**WORK TO COMPLETE:** Pull out every line in the stored records that contains the string "hand". Case counts.

BEGIN RECORDED DATA

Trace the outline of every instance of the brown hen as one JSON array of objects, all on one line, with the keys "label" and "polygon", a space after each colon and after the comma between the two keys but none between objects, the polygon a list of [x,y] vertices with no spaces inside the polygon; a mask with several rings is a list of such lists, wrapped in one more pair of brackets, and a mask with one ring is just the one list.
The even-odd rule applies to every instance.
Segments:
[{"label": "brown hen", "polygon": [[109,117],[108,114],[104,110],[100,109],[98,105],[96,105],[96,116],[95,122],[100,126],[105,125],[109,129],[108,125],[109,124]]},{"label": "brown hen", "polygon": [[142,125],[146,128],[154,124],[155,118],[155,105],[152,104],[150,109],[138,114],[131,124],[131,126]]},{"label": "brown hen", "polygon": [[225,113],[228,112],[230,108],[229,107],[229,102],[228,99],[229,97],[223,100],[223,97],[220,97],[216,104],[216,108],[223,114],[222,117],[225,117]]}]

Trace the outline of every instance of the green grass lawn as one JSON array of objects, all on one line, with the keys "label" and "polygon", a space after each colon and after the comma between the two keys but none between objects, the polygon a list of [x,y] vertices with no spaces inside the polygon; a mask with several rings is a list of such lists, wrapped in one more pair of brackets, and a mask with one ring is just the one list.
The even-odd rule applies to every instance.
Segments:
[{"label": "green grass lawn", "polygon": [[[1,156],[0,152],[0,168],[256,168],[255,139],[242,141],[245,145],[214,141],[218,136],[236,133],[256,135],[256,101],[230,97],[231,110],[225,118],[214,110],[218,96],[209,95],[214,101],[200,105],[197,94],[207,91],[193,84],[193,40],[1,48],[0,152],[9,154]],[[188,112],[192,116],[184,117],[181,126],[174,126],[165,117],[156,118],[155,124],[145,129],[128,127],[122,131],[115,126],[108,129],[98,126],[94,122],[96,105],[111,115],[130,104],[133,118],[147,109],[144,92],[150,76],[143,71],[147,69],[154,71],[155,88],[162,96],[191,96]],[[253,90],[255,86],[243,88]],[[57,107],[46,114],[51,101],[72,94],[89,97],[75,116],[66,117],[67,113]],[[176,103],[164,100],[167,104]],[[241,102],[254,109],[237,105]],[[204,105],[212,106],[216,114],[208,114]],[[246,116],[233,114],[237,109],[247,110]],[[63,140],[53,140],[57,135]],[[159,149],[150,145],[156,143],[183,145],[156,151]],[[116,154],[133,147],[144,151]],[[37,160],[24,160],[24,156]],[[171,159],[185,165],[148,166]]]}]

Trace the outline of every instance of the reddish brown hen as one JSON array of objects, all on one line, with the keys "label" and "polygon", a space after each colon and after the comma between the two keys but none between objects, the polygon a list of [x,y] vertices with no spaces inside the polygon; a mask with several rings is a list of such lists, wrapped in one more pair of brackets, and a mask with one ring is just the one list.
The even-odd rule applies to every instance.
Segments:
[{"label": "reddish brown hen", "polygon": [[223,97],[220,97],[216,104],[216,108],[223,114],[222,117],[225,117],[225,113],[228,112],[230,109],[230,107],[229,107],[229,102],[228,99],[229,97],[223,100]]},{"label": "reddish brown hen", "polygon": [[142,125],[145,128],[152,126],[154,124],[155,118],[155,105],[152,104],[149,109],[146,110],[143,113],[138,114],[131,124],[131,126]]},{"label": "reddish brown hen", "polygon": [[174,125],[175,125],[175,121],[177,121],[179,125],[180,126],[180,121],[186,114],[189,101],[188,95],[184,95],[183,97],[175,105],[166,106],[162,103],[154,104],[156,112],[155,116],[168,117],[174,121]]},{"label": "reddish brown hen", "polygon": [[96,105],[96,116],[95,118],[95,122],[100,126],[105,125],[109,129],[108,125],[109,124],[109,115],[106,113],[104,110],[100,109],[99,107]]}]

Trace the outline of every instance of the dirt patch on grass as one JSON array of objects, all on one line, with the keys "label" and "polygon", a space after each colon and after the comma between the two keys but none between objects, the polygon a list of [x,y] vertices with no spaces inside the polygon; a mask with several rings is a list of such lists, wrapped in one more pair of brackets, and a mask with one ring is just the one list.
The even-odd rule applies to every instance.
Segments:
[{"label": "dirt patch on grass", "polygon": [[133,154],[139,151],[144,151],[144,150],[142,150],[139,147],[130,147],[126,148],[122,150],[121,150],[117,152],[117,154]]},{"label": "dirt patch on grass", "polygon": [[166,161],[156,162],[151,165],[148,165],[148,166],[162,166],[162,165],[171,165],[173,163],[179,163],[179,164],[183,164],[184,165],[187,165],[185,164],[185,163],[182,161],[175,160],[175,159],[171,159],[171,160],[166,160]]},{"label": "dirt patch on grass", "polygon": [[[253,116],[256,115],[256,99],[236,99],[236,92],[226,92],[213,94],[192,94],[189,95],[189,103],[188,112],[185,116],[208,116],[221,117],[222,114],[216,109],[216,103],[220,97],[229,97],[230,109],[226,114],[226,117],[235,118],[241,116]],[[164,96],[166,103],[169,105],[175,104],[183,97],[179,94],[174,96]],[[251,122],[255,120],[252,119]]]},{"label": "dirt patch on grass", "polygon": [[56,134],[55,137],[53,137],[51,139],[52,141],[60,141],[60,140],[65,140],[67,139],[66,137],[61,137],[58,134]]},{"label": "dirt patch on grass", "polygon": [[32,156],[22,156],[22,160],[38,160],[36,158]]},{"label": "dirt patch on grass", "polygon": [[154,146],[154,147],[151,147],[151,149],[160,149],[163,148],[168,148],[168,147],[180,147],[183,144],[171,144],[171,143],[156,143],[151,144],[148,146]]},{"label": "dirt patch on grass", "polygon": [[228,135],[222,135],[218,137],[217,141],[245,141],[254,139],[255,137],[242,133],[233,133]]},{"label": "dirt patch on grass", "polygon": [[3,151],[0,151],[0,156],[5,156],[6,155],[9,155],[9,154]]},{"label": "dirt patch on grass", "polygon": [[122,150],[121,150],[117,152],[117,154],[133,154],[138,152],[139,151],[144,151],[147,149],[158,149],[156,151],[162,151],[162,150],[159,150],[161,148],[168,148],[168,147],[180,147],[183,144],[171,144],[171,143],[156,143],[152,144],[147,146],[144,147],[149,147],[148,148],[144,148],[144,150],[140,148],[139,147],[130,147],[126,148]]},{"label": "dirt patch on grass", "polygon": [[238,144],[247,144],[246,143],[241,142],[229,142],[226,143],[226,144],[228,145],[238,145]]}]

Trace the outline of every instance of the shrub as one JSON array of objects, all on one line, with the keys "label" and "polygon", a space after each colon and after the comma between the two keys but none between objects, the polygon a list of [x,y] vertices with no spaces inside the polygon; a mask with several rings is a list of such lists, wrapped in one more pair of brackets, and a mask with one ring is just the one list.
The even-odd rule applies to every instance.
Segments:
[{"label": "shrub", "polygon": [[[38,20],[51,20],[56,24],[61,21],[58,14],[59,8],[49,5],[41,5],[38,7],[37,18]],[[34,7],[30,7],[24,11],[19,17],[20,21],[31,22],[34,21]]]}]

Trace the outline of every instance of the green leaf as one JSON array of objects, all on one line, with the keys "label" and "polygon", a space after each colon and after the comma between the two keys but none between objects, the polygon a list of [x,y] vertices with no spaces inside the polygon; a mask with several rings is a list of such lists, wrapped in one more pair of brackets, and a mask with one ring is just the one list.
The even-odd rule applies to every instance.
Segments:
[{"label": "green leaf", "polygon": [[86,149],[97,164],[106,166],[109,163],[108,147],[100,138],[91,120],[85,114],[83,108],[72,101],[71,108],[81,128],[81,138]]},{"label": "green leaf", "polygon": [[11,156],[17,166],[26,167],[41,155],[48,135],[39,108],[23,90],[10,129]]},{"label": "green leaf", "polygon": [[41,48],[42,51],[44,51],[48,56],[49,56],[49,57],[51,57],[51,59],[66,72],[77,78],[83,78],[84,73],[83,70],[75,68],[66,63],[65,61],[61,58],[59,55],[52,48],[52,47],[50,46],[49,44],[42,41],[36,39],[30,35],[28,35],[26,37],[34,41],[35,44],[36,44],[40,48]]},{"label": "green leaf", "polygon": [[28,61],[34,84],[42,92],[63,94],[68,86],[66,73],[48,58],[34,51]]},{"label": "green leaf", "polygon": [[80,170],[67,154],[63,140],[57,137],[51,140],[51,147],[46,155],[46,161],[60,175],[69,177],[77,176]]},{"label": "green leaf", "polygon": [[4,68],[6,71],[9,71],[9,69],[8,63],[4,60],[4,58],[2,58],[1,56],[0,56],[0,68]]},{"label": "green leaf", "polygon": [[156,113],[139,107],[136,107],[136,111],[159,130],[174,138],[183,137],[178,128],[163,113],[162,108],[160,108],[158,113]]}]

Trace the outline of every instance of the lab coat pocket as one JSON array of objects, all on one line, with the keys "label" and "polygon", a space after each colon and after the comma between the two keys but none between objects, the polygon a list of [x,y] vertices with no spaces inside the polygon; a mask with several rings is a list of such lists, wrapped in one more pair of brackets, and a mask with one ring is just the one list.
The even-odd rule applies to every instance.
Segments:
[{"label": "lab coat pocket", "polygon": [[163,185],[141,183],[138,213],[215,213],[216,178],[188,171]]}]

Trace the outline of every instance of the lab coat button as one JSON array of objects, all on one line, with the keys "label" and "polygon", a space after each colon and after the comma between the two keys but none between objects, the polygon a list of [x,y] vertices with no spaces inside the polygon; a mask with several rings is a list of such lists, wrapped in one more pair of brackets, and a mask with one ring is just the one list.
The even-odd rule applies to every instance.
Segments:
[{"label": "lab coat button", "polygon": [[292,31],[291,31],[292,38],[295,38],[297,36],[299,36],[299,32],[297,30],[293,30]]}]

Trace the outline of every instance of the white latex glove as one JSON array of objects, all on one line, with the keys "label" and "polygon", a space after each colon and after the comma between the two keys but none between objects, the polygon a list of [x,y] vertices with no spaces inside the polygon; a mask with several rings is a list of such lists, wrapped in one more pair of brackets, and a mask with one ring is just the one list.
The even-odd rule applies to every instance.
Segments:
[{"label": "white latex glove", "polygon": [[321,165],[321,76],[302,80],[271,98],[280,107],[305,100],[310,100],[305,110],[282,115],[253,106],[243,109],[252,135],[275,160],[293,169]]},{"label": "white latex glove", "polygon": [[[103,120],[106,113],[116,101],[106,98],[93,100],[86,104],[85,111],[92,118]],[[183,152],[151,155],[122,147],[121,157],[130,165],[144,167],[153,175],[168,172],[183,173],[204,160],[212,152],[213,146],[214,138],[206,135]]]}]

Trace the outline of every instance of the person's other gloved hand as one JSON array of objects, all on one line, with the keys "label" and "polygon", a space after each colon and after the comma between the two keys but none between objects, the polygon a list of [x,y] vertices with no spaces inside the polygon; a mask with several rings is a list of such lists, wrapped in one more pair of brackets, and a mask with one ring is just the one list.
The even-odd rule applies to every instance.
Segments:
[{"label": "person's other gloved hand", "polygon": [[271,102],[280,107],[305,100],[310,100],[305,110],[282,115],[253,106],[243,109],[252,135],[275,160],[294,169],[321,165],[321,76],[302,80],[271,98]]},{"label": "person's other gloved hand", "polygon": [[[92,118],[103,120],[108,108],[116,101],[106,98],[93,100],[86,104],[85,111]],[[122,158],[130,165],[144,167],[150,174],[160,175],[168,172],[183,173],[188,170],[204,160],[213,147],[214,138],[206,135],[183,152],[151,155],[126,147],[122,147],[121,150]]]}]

END RECORDED DATA

**SOLUTION TO THE EXERCISE:**
Trace the outline of every instance of the person's other gloved hand as one JSON array of objects, all on one line, with the keys "label" and "polygon", a space after each colon and after the comma between the two keys but none between objects, the polygon a list of [x,y] vertices with no spaces inside the polygon; a mask with several rings is a list of such lists, wrapped in one more pair of brackets, and a mask with one ring is just the one list.
[{"label": "person's other gloved hand", "polygon": [[271,102],[280,107],[305,100],[310,100],[305,110],[282,115],[253,106],[243,109],[252,135],[275,160],[294,169],[321,165],[321,76],[302,80],[271,98]]},{"label": "person's other gloved hand", "polygon": [[[92,118],[103,120],[108,108],[116,101],[106,98],[93,100],[86,104],[85,111]],[[122,158],[130,165],[144,167],[150,174],[160,175],[168,172],[183,173],[188,170],[204,160],[213,147],[214,138],[206,135],[183,152],[151,155],[126,147],[122,147],[121,150]]]}]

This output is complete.